WHAT THE TASK ASKS -> Rewrite the records from the line holding "Pest-scouting request: point out the round wood" to the line holding "Pest-scouting request: point out the slice", both included, as a numbered list with blank lines left out.

RECORDS SHOWN ->

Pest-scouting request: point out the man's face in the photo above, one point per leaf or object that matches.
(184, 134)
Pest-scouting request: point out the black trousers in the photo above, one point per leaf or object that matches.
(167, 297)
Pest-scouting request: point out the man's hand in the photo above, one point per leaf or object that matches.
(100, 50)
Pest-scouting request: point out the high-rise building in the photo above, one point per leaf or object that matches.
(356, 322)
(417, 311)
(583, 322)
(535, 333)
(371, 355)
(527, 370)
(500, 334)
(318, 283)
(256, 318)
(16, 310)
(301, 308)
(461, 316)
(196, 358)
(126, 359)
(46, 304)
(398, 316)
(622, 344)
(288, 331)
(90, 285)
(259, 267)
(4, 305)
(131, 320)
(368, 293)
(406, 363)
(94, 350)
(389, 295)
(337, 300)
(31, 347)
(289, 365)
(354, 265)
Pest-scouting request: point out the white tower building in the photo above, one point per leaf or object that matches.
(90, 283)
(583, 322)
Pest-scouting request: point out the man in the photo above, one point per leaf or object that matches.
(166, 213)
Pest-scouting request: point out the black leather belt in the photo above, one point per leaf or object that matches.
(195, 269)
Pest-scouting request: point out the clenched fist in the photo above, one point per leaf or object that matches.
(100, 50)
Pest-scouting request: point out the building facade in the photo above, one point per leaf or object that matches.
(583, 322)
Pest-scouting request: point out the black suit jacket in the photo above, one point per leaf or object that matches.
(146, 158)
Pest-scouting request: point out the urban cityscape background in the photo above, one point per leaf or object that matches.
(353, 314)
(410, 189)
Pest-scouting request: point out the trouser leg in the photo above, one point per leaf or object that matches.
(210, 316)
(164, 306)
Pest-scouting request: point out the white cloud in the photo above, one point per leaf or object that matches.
* * *
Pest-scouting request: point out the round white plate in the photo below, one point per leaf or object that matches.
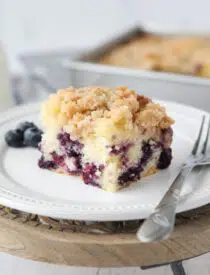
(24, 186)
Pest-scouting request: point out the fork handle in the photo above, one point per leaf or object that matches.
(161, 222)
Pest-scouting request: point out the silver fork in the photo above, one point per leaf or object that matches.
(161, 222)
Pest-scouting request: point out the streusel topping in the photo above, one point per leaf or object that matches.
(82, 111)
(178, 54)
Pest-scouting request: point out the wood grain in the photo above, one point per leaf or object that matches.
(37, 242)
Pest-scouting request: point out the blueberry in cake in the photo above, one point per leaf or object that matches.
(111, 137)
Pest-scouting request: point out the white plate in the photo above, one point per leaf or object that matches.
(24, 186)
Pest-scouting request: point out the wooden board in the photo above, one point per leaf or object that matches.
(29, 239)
---
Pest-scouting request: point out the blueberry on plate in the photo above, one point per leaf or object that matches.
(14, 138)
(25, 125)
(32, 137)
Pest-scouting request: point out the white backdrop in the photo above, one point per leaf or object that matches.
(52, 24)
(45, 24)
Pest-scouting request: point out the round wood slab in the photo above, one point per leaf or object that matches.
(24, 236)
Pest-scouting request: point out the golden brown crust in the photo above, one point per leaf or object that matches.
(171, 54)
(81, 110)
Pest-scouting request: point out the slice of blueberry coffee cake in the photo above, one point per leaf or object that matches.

FINISHED EXERCISE ->
1. Pest-scouting request: point out the round wood slab in the photo above, one point per leaf or object that matches.
2. (24, 236)
3. Pest-scouting request: point out the golden brown crust in the photo above, one point per leaf or object that matches.
4. (171, 54)
5. (81, 110)
6. Pest-scouting request: point out the slice of blueberry coffee cake in the photo above, one point per leaf or object that matches.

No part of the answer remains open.